§ **Ejercicio 1**
Por favor, edita el fragmento sobre la historia entre "Por incontables siglos" y "barruntarla.", ambos incluidos: escríbelo de nuevo con "reinos" en lugar de "estados nacionales".

**** Fragmento del texto ****

Por José Alvear Sanín*
La lengua, el folklore y
la historia están entre los factores que integran una nación. La importancia
del estudio de la historia conduce a la pregunta acerca de la libertad con la
que debe escribirse, tema sobre el que, a mi juicio, nadie se ocupó antes de
Lenin.
Por incontables siglos la historia
se basaba en la acumulación de relatos que, poco a poco se fueron codificando
al servicio de los estados nacionales. A medida que estos se consolidaban, la historia
se alineó con ellos y con sus gestas guerreras e imperiales, pero a nadie se le
ocurrió que el gobierno tuviera la función de definir la historia y de
atribuirse la última palabra sobre los acontecimientos pretéritos. Estos
seguían siendo objeto de versiones y visiones diferentes, libertad que hace
apasionante su estudio, porque la verdad absoluta es huidiza. Apenas podemos
barruntarla.

****

§ **Ejercicio 2**
Cuenta cuántas líneas de las filas contienen la cadena "apple", distinguiendo entre mayúsculas y minúsculas. Responde solo con el número.

**** Datos de la tarea ****

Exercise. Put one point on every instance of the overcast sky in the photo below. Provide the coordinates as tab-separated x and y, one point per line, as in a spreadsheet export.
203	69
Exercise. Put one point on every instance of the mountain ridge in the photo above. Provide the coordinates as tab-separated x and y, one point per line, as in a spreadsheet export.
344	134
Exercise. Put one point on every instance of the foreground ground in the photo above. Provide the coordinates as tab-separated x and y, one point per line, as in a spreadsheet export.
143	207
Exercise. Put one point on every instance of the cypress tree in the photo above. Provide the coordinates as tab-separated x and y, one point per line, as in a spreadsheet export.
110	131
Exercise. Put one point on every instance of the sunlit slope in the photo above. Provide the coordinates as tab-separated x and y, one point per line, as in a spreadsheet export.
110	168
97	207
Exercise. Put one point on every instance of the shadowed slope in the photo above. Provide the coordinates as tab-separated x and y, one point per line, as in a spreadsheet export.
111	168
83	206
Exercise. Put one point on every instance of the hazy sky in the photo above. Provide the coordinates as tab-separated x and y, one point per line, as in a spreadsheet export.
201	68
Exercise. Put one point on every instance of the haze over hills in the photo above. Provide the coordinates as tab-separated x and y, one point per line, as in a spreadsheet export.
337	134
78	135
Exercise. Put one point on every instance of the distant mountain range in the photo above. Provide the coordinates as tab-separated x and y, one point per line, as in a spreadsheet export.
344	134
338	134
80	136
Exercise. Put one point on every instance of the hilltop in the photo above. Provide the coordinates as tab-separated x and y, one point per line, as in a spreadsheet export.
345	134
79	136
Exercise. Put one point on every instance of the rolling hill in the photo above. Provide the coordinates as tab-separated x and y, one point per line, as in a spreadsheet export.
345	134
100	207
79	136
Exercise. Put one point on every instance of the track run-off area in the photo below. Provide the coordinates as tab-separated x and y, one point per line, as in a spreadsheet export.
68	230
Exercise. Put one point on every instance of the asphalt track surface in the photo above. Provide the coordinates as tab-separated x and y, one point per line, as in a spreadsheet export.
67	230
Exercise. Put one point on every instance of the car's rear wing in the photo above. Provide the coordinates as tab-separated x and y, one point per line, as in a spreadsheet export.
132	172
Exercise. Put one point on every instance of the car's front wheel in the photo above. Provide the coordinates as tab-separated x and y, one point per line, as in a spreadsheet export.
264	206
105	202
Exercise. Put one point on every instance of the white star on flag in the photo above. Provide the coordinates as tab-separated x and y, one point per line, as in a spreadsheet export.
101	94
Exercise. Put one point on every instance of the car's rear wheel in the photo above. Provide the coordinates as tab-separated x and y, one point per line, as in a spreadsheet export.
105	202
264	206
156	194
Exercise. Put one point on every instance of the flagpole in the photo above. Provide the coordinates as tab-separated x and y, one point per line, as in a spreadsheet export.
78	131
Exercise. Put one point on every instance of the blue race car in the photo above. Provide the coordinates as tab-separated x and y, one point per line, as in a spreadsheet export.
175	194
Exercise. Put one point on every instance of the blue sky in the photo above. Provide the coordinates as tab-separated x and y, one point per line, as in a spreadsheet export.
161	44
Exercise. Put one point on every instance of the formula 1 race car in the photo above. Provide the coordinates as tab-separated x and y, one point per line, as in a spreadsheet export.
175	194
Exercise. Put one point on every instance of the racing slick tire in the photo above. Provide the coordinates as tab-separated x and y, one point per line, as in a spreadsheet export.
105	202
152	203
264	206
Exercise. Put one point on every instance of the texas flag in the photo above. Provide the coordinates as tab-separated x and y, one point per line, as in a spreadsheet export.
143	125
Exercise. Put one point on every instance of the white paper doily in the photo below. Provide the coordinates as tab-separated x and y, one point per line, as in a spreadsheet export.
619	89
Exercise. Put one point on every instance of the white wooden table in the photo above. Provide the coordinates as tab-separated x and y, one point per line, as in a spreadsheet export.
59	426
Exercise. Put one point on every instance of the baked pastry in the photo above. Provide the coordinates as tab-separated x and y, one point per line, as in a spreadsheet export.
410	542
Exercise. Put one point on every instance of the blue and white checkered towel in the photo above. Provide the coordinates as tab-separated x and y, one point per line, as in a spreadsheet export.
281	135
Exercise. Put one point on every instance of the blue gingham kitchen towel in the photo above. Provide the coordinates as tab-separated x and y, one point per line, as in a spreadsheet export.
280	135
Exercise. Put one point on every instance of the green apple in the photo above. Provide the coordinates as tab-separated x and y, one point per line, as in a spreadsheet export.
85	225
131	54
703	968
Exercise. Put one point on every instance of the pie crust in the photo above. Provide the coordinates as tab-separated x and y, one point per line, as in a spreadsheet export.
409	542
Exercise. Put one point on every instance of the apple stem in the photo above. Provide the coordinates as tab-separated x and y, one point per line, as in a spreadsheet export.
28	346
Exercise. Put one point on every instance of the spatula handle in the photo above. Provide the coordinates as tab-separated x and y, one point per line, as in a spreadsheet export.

****

§ **Respuesta completa 1**
Por incontables siglos la historia
se basaba en la acumulación de relatos que, poco a poco se fueron codificando
al servicio de los reinos. A medida que estos se consolidaban, la historia
se alineó con ellos y con sus gestas guerreras e imperiales, pero a nadie se le
ocurrió que el gobierno tuviera la función de definir la historia y de
atribuirse la última palabra sobre los acontecimientos pretéritos. Estos
seguían siendo objeto de versiones y visiones diferentes, libertad que hace
apasionante su estudio, porque la verdad absoluta es huidiza. Apenas podemos
barruntarla.

§ **Respuesta completa 2**
2